La risposta, in termini teorici, deve prendere in considerazione le aspettative. Se il paziente presenta una condizione in cui e' presumibile che possa andare incontro ad una variazione rilevante della massa ossea, tale da superare, in un determinato periodo temporale, l'errore insito nel sistema di misura, la valutazione della reale variazione della massa ossea potrebbe essere stimabile, almeno in termini teorici. Le variazioni in termini quantitativi e temporali della massa ossea sono influenzati dalle condizioni patologiche dal soggetto, dalla sede di misura, dall'apparecchiatura, dall'operatore, dal trattamento e dal tempo intercorso tra le misure. A mero titolo esemplificativo citeremo come esempio di condizione ad elevato rischio di depauperazione rapida della massa ossea la terapia steroidea a dosi medio-elevate in cui, specialmente a livello della colonna, si apprezza comunemente una diminuzione quantitavamente rilevante e rapida della massa ossea. Una condizione di rapido incremento della massa ossea, con variazioni rapide e quantitavamente rilevanti, si osserva in corso di terapia con calcio e vitamina D nelle osteoporomalacie associate, ad esempio, ad una celiachia misconosciuta. Si tratta di due esempi in cui e' lecito attendersi variazioni rilevanti e rapide della massa ossea ed in tali casi un tempo di un anno tra una misura basale ed il controllo puo' essere un intervallo appropriato al fine di monitorare l'evento biologico e clinico. Al contrario, se l'aspettativa della variazione non e' rapida e' inutile, anche solo da un punto di vista strumentale, ripetere la misura prima che sia passato un tempo tale da ritenere probabile che si sia verificata una variazione della massa ossea tale da sopravanzare quella correlata alla ripetizione della misura, che aumenta con l'aumentare del tempo trascorso tra una misura e l'altra.

--- Dettagli del compito ---
Restituisca per intero il brano sulle variazioni della massa ossea riportato sopra, parola per parola e senza apportarvi alcuna modifica.

--- Dati ---
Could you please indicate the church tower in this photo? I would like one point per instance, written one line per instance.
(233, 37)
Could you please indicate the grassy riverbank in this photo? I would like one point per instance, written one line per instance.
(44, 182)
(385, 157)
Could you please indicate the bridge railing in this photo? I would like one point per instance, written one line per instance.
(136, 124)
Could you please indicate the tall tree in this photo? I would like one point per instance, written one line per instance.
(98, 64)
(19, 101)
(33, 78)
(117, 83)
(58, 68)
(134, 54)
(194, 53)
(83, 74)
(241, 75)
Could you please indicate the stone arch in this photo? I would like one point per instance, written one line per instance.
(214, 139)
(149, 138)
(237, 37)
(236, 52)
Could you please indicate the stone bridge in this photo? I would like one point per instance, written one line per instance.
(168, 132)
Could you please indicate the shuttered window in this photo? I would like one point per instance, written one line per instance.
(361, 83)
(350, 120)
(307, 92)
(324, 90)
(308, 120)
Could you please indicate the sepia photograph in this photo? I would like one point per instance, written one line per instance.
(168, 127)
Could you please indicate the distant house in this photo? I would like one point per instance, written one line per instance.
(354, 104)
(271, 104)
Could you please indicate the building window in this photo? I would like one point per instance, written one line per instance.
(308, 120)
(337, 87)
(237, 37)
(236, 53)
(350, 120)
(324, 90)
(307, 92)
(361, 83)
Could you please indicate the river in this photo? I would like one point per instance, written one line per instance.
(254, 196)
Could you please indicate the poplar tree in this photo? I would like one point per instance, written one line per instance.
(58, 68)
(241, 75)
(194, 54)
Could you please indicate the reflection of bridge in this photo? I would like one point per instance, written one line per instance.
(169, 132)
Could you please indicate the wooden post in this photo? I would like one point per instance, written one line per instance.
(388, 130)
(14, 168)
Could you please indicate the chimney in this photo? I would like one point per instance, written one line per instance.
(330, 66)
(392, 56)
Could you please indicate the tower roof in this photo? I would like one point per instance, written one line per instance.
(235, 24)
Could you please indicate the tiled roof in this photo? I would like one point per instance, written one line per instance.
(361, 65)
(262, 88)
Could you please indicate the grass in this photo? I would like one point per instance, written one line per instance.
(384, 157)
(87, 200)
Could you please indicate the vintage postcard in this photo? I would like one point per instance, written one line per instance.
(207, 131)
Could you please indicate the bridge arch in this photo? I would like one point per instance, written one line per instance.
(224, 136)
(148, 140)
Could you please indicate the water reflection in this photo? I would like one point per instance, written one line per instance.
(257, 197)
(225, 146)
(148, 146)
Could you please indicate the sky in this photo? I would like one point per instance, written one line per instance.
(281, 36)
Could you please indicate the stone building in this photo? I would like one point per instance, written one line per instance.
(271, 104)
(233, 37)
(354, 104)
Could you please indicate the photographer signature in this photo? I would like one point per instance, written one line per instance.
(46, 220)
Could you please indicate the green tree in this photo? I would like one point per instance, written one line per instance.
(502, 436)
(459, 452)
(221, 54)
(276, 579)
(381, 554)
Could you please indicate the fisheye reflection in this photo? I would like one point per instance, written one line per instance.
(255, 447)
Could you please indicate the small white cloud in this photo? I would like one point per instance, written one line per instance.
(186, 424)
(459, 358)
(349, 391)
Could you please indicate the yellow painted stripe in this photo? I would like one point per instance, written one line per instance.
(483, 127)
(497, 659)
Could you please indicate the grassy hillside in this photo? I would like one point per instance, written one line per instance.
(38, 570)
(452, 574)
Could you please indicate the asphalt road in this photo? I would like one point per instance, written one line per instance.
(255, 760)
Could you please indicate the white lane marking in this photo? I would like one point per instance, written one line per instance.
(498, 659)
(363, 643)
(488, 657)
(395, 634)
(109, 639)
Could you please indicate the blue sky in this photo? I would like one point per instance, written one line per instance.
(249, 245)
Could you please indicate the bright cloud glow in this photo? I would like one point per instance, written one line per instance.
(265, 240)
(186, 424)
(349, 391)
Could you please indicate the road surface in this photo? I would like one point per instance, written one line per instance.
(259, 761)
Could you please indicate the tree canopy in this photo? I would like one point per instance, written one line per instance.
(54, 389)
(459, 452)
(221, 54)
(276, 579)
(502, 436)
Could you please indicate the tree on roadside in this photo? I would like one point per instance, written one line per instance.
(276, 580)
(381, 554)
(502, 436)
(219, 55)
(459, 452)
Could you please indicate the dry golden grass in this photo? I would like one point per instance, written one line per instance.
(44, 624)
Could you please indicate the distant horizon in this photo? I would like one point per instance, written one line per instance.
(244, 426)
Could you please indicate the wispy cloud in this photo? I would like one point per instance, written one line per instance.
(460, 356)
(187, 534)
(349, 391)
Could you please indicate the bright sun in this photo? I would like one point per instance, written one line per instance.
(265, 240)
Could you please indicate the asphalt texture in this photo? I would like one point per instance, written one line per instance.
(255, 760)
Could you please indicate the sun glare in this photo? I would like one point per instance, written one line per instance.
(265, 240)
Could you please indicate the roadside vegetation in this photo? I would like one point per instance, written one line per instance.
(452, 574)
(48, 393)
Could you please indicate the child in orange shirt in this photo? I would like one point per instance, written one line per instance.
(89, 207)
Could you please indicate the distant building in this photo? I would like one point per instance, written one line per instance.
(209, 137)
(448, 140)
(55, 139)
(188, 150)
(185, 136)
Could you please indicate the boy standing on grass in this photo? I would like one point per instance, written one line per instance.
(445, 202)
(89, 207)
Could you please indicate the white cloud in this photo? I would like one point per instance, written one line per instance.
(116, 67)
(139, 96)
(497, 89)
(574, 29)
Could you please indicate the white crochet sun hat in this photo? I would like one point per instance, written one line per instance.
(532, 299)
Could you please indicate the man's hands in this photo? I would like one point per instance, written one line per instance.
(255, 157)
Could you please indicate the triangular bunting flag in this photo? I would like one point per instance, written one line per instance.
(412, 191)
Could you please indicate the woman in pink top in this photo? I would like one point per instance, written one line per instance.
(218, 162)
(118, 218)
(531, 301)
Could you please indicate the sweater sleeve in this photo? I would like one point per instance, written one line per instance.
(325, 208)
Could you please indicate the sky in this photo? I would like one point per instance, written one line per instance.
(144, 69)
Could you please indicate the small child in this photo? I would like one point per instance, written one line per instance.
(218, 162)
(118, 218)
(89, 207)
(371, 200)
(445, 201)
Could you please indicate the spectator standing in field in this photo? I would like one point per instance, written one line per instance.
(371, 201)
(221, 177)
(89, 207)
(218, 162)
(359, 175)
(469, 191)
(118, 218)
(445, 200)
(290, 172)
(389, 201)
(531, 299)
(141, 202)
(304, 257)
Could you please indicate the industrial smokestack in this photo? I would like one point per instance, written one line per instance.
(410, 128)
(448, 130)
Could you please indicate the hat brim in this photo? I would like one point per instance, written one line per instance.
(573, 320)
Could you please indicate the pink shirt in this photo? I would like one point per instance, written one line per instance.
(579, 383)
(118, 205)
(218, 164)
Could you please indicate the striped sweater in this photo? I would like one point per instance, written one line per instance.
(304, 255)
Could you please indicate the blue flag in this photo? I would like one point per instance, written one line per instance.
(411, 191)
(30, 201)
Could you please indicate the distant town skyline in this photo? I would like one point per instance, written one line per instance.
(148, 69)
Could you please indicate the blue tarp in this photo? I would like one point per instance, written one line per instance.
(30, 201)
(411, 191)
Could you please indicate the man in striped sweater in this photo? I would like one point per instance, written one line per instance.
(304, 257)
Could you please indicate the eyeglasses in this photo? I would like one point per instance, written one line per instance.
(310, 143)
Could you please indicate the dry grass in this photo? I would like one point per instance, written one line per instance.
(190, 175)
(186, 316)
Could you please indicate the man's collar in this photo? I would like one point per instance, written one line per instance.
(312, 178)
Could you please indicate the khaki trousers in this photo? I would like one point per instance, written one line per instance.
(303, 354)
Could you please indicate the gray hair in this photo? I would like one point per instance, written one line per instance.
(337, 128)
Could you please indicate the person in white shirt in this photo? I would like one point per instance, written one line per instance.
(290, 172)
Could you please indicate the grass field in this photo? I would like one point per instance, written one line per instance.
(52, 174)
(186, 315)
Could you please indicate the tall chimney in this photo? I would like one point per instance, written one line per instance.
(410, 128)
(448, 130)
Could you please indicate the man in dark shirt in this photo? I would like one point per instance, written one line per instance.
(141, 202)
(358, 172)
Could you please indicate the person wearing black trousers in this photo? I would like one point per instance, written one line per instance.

--- Risposta al compito ---
La risposta, in termini teorici, deve prendere in considerazione le aspettative. Se il paziente presenta una condizione in cui e' presumibile che possa andare incontro ad una variazione rilevante della massa ossea, tale da superare, in un determinato periodo temporale, l'errore insito nel sistema di misura, la valutazione della reale variazione della massa ossea potrebbe essere stimabile, almeno in termini teorici. Le variazioni in termini quantitativi e temporali della massa ossea sono influenzati dalle condizioni patologiche dal soggetto, dalla sede di misura, dall'apparecchiatura, dall'operatore, dal trattamento e dal tempo intercorso tra le misure. A mero titolo esemplificativo citeremo come esempio di condizione ad elevato rischio di depauperazione rapida della massa ossea la terapia steroidea a dosi medio-elevate in cui, specialmente a livello della colonna, si apprezza comunemente una diminuzione quantitavamente rilevante e rapida della massa ossea. Una condizione di rapido incremento della massa ossea, con variazioni rapide e quantitavamente rilevanti, si osserva in corso di terapia con calcio e vitamina D nelle osteoporomalacie associate, ad esempio, ad una celiachia misconosciuta. Si tratta di due esempi in cui e' lecito attendersi variazioni rilevanti e rapide della massa ossea ed in tali casi un tempo di un anno tra una misura basale ed il controllo puo' essere un intervallo appropriato al fine di monitorare l'evento biologico e clinico. Al contrario, se l'aspettativa della variazione non e' rapida e' inutile, anche solo da un punto di vista strumentale, ripetere la misura prima che sia passato un tempo tale da ritenere probabile che si sia verificata una variazione della massa ossea tale da sopravanzare quella correlata alla ripetizione della misura, che aumenta con l'aumentare del tempo trascorso tra una misura e l'altra.